> **PROVIDED DATA**:

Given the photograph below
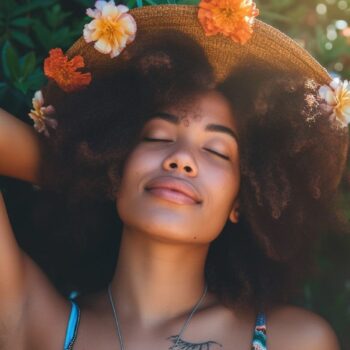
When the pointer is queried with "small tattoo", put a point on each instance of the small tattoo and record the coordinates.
(184, 345)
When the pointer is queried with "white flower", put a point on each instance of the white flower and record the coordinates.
(112, 27)
(40, 114)
(337, 96)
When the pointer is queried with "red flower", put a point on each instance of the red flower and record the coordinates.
(64, 72)
(232, 18)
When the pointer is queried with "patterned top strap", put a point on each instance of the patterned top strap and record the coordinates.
(72, 327)
(259, 337)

> **STATED TASK**: Reproduce the records above, substituting "blossom" for every occurrence of "flower" and leaving everything else unchanged. Omit the pictures from your answer.

> **OUTPUT FOR THIS TASK**:
Given the photograph below
When the pointer is queried with "small tattoo", put a point on each instance of the small tattoo and record the coordinates.
(184, 345)
When the pointer is queried with "white blossom", put a point on each instance of the white blossom and record the coordinates.
(112, 27)
(40, 114)
(337, 96)
When the pointer is queried with "red blossom", put a point on each instance of the red blossom and record the coordinates.
(64, 72)
(232, 18)
When the pointer is queried with "patterned top strap", put a point on each instance of the patterned top strap and record the coordinates.
(72, 327)
(259, 337)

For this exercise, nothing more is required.